EXERCISE PROMPT
Output the records. Match them exactly.

--

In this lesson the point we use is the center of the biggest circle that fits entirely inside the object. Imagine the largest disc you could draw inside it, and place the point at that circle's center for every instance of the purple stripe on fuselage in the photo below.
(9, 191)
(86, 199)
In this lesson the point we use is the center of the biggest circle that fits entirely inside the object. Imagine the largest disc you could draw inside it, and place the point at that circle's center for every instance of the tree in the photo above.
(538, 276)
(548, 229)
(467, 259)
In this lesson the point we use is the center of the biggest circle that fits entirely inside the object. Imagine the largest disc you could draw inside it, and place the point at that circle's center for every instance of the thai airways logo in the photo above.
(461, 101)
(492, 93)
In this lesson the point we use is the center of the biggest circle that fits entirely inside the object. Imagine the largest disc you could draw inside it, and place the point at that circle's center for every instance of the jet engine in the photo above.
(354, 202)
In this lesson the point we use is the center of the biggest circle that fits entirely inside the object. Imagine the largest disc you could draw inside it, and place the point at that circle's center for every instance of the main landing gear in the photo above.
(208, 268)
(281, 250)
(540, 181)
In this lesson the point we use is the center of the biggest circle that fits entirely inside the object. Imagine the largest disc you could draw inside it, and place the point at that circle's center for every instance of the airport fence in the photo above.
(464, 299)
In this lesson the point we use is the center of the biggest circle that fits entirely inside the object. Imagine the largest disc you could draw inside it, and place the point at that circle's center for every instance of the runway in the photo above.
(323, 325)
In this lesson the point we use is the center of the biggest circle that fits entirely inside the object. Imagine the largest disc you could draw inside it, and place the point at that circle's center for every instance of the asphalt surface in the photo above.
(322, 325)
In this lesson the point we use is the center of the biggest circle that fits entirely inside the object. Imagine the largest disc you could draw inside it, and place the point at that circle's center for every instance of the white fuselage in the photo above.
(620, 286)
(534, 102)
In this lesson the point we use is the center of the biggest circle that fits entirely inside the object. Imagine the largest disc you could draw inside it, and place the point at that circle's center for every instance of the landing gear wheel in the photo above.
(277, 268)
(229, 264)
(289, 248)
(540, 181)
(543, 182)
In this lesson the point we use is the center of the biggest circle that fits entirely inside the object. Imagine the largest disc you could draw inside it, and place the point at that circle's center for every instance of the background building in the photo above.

--

EXERCISE SOLUTION
In this lesson the point we use is the center of the biggest circle that fits entirely inside the object. Imagine the largest disc you could draw inside it, and place the point at that circle's center for every instance of the purple stripe on fuselage in the photo below.
(9, 191)
(86, 199)
In this lesson the point we use is the center of the biggest circle that fits entirely inside the object. Imagine the largest disc you could draw inside it, and place the point at that circle's center for every instance of the tree in the photo above.
(538, 276)
(548, 229)
(467, 259)
In this lesson the point we use is the center of the biggest circle that fits entirely inside the object. Imagine the largest disc you could draw inside it, and place the point at that circle's center for every instance of the thai airways logo in the photo above.
(461, 101)
(492, 93)
In this lesson the point we use is the center of the biggest circle that fits entirely inside the object. Imagine the largest disc you could draw inside it, and place the point at that circle's center for every instance of the jet engine in the photo above.
(354, 202)
In this lesson the point we use is the center of the biggest circle that fits entirely inside the object. Imagine the largest disc you could draw inside it, and place the point at that circle's center for every instance of the main landing gear in the photo above.
(208, 268)
(281, 250)
(540, 181)
In this lesson the point we use is the center of the biggest circle that fits entirely inside the object. Imagine the largest disc you could draw inside it, and place the point at that circle's center for every instance of the airport fence in the photo above.
(464, 299)
In this lesson the point we use is the center of the biggest circle that fits entirely inside the object. Imagine the largest disc you could draw inside it, and place the point at that circle's center for every instance of the runway in the photo above.
(323, 325)
In this lesson the point we use is the center of the biggest circle that fits entirely inside the object. Imagine the largest disc you could draw inside it, and place the point at that circle's center for every instance of the asphalt surface in the photo above.
(322, 325)
In this lesson the point we use is the center of the biggest circle that fits entirely inside the object. Imagine the largest disc you could draw inside it, and place the point at that circle's center for every instance of the white fuselage in the photo above.
(620, 286)
(534, 102)
In this lesson the point we use is the center of the biggest circle that fits entirely inside the object. Imagine the largest disc you could draw inside it, and place the point at that circle's center for every instance of the landing gear wheel in the photo above.
(277, 268)
(229, 264)
(289, 248)
(540, 181)
(543, 182)
In this lesson the point we use is the center of the biggest circle that fits entirely inside the object. Imagine the largest disc you could draw inside it, and place the point at that circle's center for every instance of the background building in the photo above.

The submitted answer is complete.